* _CONSIGNES_:
A. D'après l'article sur la financiarisation de la radiologie libérale, à quelle date l'Académie nationale de Médecine a-t-elle publié son communiqué ?
B. Recopiez à l'identique le passage de l'article sur la financiarisation de la radiologie libérale, de « La radiologie libérale est » à « souvent liés -. ».
C. Reprenez l'article sur la financiarisation de la radiologie libérale à la suite de sa dernière phrase et poursuivez-le.

* _TEXTE FOURNI_:
• • • •
Financiarisation de la radiologie libérale : l'Académie de Médecine réagit
VENDREDI 15 JUILLET 2022
Alors que les instances de la radiologie française et les groupements de radiologues prennent des mesures pour contrer la financiarisation de l’exercice libéral de la spécialité, l’Académie de Médecine vient elle aussi de réagir sur ce problème. Elle appelle à ce que le principe d’indépendance des praticiens soit rétabli et que les dispositions juridiques régissant les autorisations d’exercice soient modifiées.

La radiologie libérale est dans l’œil du cyclone depuis quelques mois. Nous rapportons régulièrement dans nos colonnes les tentatives de rachat de centres d’imagerie médicale par de grands groupes financiers ou de fonds de pension – qui sont d’ailleurs souvent liés -.
L’Académie Nationale de Médecine s’inquiète de la financiarisation de la radiologie libérale
La spécialité de radiologie n’est pas un cas isolé puisque les cliniques privées, les EHPAD ou les laboratoires de biologie font l’objet de la même attention de la part des mêmes acteurs. Le secteur tente d’endiguer cette tendance en proposant aux radiologues libéraux des montages pluridisciplinaires ou l’adhésion à des structures regroupant les praticiens. C’est aujourd’hui l’Académie nationale de Médecine de tirer la sonnette d’alarme. Dans un communiqué publié le 27 juin 2022, elle a mis en garde les éventuels vendeurs de leur outil de travail contre le risque d’opacité dans les montages de ces sociétés d'exercice libéral ainsi que de la perte de la maîtrise de la gouvernance et de la gestion de leur nouvelle entité.
• • • •
(Données d'expressions référentielles)
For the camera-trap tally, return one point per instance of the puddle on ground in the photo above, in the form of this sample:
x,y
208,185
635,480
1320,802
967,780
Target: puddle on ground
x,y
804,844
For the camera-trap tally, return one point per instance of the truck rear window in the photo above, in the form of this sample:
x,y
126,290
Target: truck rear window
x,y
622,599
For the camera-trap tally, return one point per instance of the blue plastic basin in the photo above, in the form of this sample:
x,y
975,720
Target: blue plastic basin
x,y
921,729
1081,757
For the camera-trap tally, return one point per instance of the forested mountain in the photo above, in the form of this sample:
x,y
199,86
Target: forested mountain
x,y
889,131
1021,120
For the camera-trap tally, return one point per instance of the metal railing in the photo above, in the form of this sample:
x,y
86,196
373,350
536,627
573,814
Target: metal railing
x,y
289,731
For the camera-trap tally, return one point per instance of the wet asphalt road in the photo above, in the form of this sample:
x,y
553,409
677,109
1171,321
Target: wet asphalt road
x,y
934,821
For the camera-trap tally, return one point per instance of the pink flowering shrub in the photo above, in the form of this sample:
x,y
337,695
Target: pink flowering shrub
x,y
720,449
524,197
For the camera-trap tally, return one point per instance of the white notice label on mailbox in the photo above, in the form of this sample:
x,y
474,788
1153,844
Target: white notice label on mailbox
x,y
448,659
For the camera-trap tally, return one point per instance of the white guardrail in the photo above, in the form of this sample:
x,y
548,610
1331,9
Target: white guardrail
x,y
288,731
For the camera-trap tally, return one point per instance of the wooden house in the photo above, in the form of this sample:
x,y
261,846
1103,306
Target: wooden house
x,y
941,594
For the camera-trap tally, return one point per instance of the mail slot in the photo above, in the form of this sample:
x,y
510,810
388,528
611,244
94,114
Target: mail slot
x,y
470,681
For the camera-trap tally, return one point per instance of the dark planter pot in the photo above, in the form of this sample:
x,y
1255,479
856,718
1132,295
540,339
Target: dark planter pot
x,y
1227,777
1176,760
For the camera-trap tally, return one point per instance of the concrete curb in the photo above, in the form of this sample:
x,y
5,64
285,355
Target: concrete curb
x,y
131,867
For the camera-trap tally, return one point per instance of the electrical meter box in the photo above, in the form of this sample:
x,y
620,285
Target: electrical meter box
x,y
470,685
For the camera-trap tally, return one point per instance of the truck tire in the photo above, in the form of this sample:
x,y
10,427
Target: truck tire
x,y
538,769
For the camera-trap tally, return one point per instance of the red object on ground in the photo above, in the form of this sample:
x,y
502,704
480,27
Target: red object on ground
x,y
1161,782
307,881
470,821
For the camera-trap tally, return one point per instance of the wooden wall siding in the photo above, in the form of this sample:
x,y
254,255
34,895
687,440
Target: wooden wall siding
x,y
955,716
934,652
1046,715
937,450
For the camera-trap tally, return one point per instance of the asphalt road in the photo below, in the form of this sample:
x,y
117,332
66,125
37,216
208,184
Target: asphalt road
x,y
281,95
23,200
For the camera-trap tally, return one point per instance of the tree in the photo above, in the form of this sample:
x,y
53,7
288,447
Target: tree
• • • •
* _RÉPONSES ATTENDUES_:
A. Le 27 juin 2022.

B.
La radiologie libérale est dans l’œil du cyclone depuis quelques mois. Nous rapportons régulièrement dans nos colonnes les tentatives de rachat de centres d’imagerie médicale par de grands groupes financiers ou de fonds de pension – qui sont d’ailleurs souvent liés -.

C.
L’Académie cible également les contrats d'exercice entre les médecins et les sociétés financières qui rachètent leur cabinet contre une somme d’argent souvent conséquente mais qui les astreignent à des modes d’exercice ou à des exclusivités pour lesquels ils n’ont plus droit au chapitre, voire à des objectifs quantifiés à l’origine de sanctions s’ils ne sont pas atteints. Sans compter les problèmes éthiques que cette situation peut engendrer une perte d'autonomie décisionnelle, ce qui compromet l'indépendance des radiologues quant aux examens à pratiquer dans l’intérêt de leurs patients.
Revoir les dispositions juridiques régissant les autorisations d’exercice en imagerie médicale
Dans ce contexte, l’Académie de Médecine demande que « le principe d'indépendance des professionnels de soins soit inclus, en tant que principe déontologique fondamental, dans l'article L 162–2 du code de la Sécurité Sociale » et incite le Conseil National de l'Ordre des médecins (CNOM) à alerter les ordres départementaux pour favoriser la communication de tous les contrats passés avec les sociétés financières. Elle souhaite d’autre part que les contrats d'exclusivité des praticiens dans les cliniques privées soient encadrés, que la procédure actuelle d'autorisation d'équipements lourds soit remplacée par une autorisation d'activités de soins en imagerie, comme la législation l’a entérinée en radiologie interventionnelle neurologique, cardiaque et de la médecine nucléaire.
Elle cible enfin la responsabilité juridique des praticiens dans le domaine de la téléradiologie ainsi que la question de la propriété des données d'imagerie des patients qui, issues d’examens réalisés au travers de fonds publics de l'Assurance Maladie, risquent d’échapper à tout contrôle si l’on n’y prend pas garde.